Aufgabenstellung
1) Drucke aus dem Text über die Abmahnung den Abschnitt von „Die in der Abmahnung“ bis einschließlich „Arbeitnehmer abmahnen will.“ wortgetreu ab.
2) Entscheide für jede Aussage, ob sie mit dem Text über die Abmahnung übereinstimmt, und belege dein Ja oder Nein mit den entscheidenden Worten des Textes als wörtlichem Zitat. (a) Für die Kündigungsandrohung in der Abmahnung gilt eine Regelausschlussfrist. (b) Tarifliche Ausschlussfristen finden auf das Rügerecht Anwendung. (c) Der Arbeitgeber entscheidet frei, ob er ein Fehlverhalten des Arbeitnehmers missbilligt.

Ausgewählter Text

· · · · ·

Rz. 411

Die in der Abmahnung enthaltene Kündigungsandrohung ist nicht fristgebunden. Für den Zeitpunkt ihrer Erteilung nach der Pflichtwidrigkeit gibt es keine Regelausschlussfrist. Es handelt sich um die Ausübung eines vertraglichen Rügerechts, für das weder gesetzliche Fristen vorgesehen sind noch vertragliche oder tarifliche Ausschlussfristen Anwendung finden (BAG, Urteil v. 14.12.1994, 5 AZR 137/94[1] unter ausdrücklicher Aufgabe der früheren Rechtsprechung; BAG, Urteil v. 15.1.1986, 5 AZR 70/84[2]). Der Arbeitgeber ist in seiner Entscheidung frei, ob und welches Fehlverhalten des Arbeitnehmers er missbilligt und wann und ggf. mit welchen Zeitabschnitten er den Arbeitnehmer abmahnen will.

· · · · ·

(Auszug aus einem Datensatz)

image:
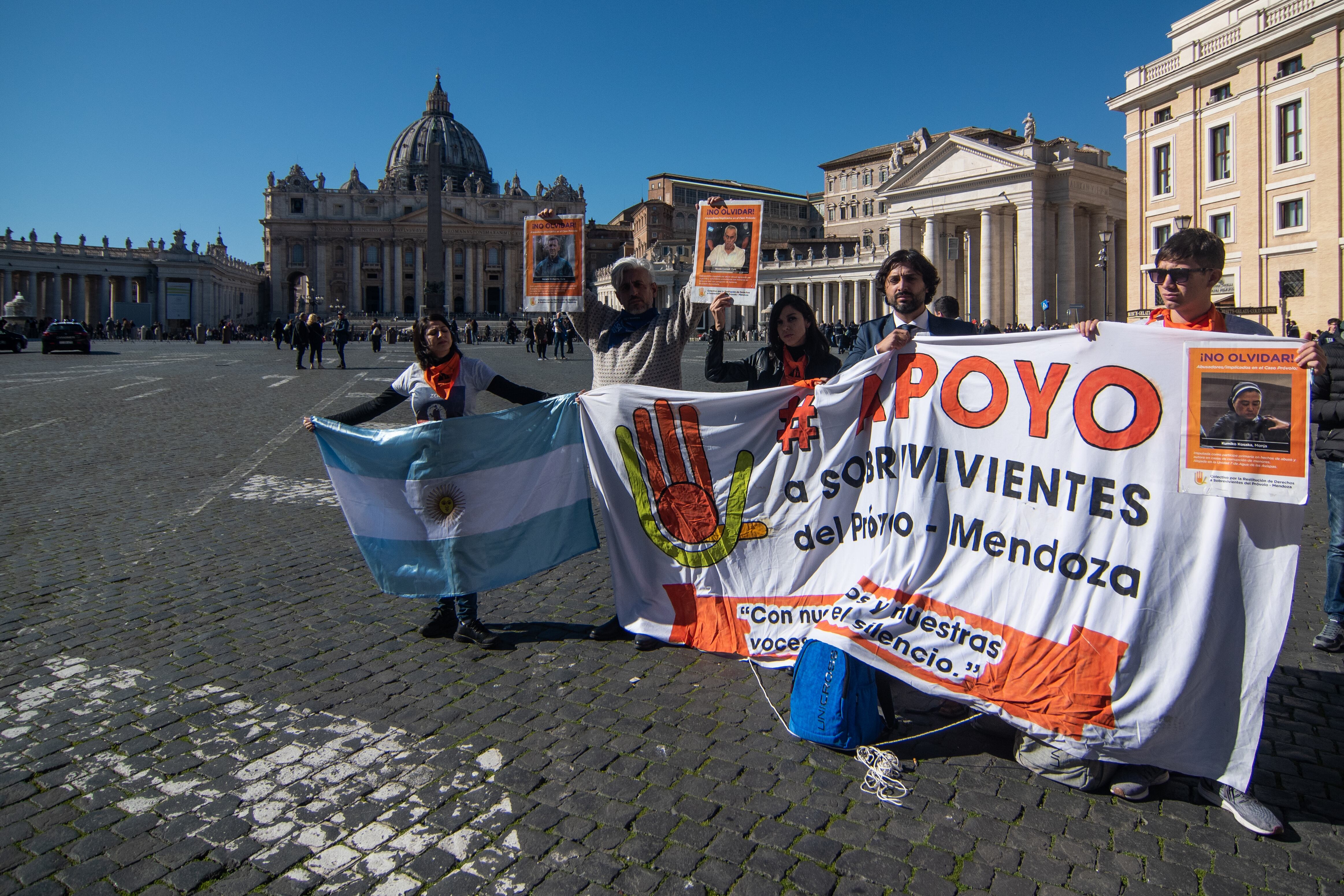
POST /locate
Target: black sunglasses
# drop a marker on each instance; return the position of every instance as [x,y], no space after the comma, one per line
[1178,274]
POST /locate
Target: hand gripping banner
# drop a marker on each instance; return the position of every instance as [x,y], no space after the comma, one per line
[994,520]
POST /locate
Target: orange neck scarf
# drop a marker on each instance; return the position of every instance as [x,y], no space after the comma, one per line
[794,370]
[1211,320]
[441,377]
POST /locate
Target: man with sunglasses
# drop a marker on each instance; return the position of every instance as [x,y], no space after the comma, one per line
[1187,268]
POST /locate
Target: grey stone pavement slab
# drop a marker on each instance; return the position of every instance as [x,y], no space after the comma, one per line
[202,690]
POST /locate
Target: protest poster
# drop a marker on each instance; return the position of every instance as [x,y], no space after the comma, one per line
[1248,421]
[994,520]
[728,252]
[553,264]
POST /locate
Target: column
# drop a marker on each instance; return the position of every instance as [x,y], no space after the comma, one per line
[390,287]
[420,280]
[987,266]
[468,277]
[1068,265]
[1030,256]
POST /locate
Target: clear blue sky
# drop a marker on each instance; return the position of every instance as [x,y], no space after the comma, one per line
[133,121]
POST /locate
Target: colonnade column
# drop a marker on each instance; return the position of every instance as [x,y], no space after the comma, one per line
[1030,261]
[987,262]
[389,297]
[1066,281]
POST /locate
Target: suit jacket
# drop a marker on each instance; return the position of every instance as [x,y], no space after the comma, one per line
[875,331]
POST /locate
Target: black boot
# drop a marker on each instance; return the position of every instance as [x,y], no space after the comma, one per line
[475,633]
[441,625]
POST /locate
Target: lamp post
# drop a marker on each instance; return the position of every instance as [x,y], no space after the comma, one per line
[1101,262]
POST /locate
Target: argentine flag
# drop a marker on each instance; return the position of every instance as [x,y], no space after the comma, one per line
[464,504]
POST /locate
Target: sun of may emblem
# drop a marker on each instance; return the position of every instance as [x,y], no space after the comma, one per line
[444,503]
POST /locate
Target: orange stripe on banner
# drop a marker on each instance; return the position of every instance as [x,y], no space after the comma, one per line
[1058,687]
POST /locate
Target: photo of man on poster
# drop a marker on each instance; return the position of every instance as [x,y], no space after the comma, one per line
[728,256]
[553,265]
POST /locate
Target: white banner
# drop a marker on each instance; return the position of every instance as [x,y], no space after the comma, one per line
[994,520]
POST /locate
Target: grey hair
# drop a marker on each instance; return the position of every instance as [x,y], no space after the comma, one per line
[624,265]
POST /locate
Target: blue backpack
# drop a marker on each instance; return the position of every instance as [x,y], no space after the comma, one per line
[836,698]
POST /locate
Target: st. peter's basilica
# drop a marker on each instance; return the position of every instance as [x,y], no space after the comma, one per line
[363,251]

· · · · ·

Lösungen
1)
Die in der Abmahnung enthaltene Kündigungsandrohung ist nicht fristgebunden. Für den Zeitpunkt ihrer Erteilung nach der Pflichtwidrigkeit gibt es keine Regelausschlussfrist. Es handelt sich um die Ausübung eines vertraglichen Rügerechts, für das weder gesetzliche Fristen vorgesehen sind noch vertragliche oder tarifliche Ausschlussfristen Anwendung finden (BAG, Urteil v. 14.12.1994, 5 AZR 137/94[1] unter ausdrücklicher Aufgabe der früheren Rechtsprechung; BAG, Urteil v. 15.1.1986, 5 AZR 70/84[2]). Der Arbeitgeber ist in seiner Entscheidung frei, ob und welches Fehlverhalten des Arbeitnehmers er missbilligt und wann und ggf. mit welchen Zeitabschnitten er den Arbeitnehmer abmahnen will.

2)
(a) Nein: „Für den Zeitpunkt ihrer Erteilung nach der Pflichtwidrigkeit gibt es keine Regelausschlussfrist.“
(b) Nein: „weder gesetzliche Fristen vorgesehen sind noch vertragliche oder tarifliche Ausschlussfristen Anwendung finden“
(c) Ja: „Der Arbeitgeber ist in seiner Entscheidung frei, ob und welches Fehlverhalten des Arbeitnehmers er missbilligt“